- The input -
%%

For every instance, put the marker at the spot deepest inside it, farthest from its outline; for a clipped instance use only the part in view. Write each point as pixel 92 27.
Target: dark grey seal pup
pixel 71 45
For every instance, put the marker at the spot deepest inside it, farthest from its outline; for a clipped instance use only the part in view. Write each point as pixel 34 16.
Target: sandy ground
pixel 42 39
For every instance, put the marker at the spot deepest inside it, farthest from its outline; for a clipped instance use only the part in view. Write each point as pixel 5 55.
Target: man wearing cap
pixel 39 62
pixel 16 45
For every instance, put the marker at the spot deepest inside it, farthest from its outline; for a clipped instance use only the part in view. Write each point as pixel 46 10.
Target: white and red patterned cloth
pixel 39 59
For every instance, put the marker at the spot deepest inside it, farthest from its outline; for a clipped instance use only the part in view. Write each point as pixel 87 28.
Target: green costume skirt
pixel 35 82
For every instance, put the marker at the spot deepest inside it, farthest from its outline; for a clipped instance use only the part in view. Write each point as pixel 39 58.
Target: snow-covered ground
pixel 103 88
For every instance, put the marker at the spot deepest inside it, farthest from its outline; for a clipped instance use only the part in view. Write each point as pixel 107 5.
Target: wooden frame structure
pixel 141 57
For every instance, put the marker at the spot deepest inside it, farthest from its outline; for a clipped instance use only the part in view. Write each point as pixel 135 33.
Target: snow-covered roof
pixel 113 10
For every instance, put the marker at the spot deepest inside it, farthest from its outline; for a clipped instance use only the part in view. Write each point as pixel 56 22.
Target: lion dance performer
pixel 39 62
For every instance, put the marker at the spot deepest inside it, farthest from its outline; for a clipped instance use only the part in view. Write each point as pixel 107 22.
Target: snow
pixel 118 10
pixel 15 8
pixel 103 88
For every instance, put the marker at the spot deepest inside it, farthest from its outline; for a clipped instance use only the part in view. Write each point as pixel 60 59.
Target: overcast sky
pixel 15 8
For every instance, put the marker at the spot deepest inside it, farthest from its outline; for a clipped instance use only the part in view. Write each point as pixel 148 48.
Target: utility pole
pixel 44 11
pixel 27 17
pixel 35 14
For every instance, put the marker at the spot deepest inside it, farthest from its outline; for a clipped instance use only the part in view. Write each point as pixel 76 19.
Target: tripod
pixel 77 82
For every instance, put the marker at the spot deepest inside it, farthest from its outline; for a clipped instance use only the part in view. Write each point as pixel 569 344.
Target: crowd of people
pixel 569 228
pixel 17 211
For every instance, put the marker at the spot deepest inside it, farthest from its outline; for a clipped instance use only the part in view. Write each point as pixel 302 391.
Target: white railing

%%

- Task statement -
Your job is to restate all of the data word for word.

- Task response -
For every instance, put the marker at the spot deepest inside it, farthest from its outline; for a clipped instance use only the part in view. Write each point as pixel 92 27.
Target: dark grey seal pup
pixel 71 45
For every instance, put the marker at the spot deepest inside it, farthest from its outline; for a clipped instance use only the part in view. Write each point as pixel 34 16.
Target: sandy ground
pixel 42 39
For every instance, put the marker at the spot deepest inside it, farthest from its outline; for a clipped instance use only the part in view. Write each point as pixel 5 55.
Target: man wearing cap
pixel 39 62
pixel 16 45
For every instance, put the marker at the spot deepest inside it, farthest from its outline; for a clipped instance use only the part in view. Write each point as pixel 46 10.
Target: white and red patterned cloth
pixel 39 59
For every instance, put the marker at the spot deepest inside it, farthest from its outline; for a clipped instance use only the part in view. Write each point as pixel 87 28.
Target: green costume skirt
pixel 35 82
For every instance, put the marker at the spot deepest inside it, farthest from its outline; for a clipped instance use only the part in view. Write each point as pixel 39 58.
Target: snow-covered ground
pixel 103 88
For every instance, put the marker at the spot deepest inside it, farthest from its outline; for a clipped instance use only the part in view. Write each point as pixel 107 5.
Target: wooden frame structure
pixel 141 57
For every instance, put the marker at the spot deepest inside it, farthest from its outline; for a clipped instance use only the part in view. Write each point as pixel 135 33.
Target: snow-covered roof
pixel 113 10
For every instance, put the marker at the spot deepest inside it, farthest from its outline; for a clipped instance use only the part in view. Write each point as pixel 56 22.
Target: lion dance performer
pixel 39 62
For every instance, put the marker at the spot deepest inside it, farthest from its outline; for a clipped instance use only the part in view. Write each point as pixel 107 22.
Target: snow
pixel 118 10
pixel 15 8
pixel 103 88
For every instance, put the marker at the spot deepest inside it, farthest from its outline; for a clipped instance use only the part in view. Write each point as pixel 60 59.
Target: overcast sky
pixel 15 8
For every instance, put the marker at the spot deepest inside it, farthest from its outline; for a clipped instance use only the part in view. Write each point as pixel 148 48.
Target: utility pole
pixel 44 11
pixel 27 17
pixel 35 14
For every instance, put the marker at the spot deepest inside it, farthest from its outline; for a clipped instance use only the part in view. Write each point as pixel 76 19.
Target: tripod
pixel 77 82
For every instance, put the marker at the spot deepest inside it, farthest from its outline; for a clipped instance use only the part in view. Write each point as pixel 569 344.
Target: crowd of people
pixel 569 228
pixel 17 211
For every instance, put the marker at the spot deepest inside it, farthest from its outline; for a clipped instance use only the part in view. Write each point as pixel 302 391.
Target: white railing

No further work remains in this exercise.